DIRECTIONS FOR THIS TASK: Copy out the text of the records below word for word, leaving out the pictures.

▬▬▬

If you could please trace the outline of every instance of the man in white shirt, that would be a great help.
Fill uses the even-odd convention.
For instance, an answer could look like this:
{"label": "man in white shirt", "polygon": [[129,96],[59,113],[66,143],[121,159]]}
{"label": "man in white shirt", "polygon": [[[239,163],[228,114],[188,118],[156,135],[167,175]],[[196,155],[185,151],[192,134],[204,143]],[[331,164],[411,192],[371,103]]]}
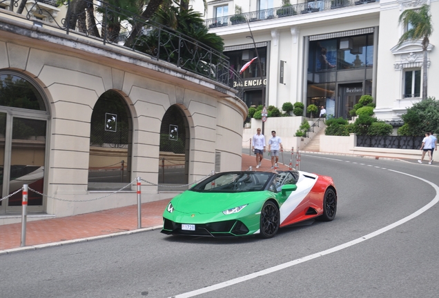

▬▬▬

RESPONSE:
If you could please trace the outline of every instance of the man in white shirt, that would be a great help.
Fill uses the even-odd convention.
For instance, an answer could look like this:
{"label": "man in white shirt", "polygon": [[129,96],[59,113],[66,143],[121,159]]}
{"label": "man in white shirt", "polygon": [[[239,163],[228,114],[188,118],[156,135],[167,175]],[[196,155],[185,151],[192,134],[204,143]],[[331,164],[411,192],[371,103]]]}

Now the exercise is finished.